* _Exercise task_:
Return, without any change, the rows from the line holding "this sample: (147,81)." through the end of the rows, both ends included.

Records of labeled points
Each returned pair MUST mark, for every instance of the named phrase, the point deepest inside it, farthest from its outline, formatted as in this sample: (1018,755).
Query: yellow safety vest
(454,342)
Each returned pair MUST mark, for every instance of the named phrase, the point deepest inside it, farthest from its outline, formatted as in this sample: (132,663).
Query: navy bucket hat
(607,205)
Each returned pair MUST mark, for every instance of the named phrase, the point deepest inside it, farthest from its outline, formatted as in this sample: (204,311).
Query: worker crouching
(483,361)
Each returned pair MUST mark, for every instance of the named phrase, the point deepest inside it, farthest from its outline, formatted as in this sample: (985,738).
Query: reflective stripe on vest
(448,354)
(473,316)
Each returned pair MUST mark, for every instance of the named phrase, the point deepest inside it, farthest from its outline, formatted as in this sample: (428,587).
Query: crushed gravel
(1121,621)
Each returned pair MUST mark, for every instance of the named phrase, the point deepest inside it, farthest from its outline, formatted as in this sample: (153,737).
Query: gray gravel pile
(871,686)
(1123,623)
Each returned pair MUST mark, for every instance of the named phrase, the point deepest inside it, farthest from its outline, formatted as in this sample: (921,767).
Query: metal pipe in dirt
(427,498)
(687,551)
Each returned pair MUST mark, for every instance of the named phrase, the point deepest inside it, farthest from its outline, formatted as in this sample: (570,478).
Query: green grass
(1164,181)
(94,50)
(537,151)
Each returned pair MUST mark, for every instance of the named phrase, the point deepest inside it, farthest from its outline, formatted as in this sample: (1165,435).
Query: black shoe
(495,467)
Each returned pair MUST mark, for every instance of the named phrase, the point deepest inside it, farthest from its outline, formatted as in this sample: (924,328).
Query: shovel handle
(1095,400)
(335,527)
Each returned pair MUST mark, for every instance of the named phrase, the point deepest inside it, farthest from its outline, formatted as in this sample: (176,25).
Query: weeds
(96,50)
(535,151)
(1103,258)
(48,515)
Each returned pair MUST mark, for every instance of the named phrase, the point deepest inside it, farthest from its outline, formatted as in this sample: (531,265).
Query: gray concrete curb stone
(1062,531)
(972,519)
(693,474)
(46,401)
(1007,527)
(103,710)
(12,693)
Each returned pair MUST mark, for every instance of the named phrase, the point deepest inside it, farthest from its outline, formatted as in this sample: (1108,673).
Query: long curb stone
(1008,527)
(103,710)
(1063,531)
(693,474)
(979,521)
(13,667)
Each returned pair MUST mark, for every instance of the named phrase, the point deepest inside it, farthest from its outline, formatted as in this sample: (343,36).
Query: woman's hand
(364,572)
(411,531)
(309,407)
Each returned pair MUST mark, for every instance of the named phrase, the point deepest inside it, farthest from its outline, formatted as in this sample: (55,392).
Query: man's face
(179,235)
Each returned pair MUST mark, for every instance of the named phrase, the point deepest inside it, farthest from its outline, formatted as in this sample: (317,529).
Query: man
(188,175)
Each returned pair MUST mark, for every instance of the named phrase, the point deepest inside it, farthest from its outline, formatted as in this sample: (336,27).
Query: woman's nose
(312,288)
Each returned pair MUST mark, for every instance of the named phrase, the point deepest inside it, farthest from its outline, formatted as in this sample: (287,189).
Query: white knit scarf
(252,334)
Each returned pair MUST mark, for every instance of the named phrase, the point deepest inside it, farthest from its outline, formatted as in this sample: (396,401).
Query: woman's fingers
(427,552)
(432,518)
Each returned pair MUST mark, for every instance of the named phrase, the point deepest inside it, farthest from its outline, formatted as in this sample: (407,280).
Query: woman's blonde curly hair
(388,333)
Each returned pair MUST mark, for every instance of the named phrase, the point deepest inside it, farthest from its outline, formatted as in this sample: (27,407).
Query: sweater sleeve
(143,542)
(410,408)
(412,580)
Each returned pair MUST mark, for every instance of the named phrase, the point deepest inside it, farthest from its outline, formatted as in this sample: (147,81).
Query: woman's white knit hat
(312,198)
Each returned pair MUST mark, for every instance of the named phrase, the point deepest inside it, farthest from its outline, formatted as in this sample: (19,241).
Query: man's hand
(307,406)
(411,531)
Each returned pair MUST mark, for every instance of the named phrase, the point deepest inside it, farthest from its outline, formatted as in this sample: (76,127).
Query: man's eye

* _Answer below_:
Each returned pair MUST mark, for every instance of the named phrase, the point deepest inside it, farthest from its outline, formatted as in this sample: (147,81).
Query: woman's white knit hat
(312,198)
Each returned pair MUST mark, for every instance of the named phrase, the point deepest inside it, farthest from its outline, formatted as in this sample: (19,241).
Query: man's hand
(307,406)
(411,531)
Each returned pair MUST mark, for every instance of the named phrase, the point deepest inside it, farthest from its outline, formatted as in this sample: (76,127).
Query: man's eye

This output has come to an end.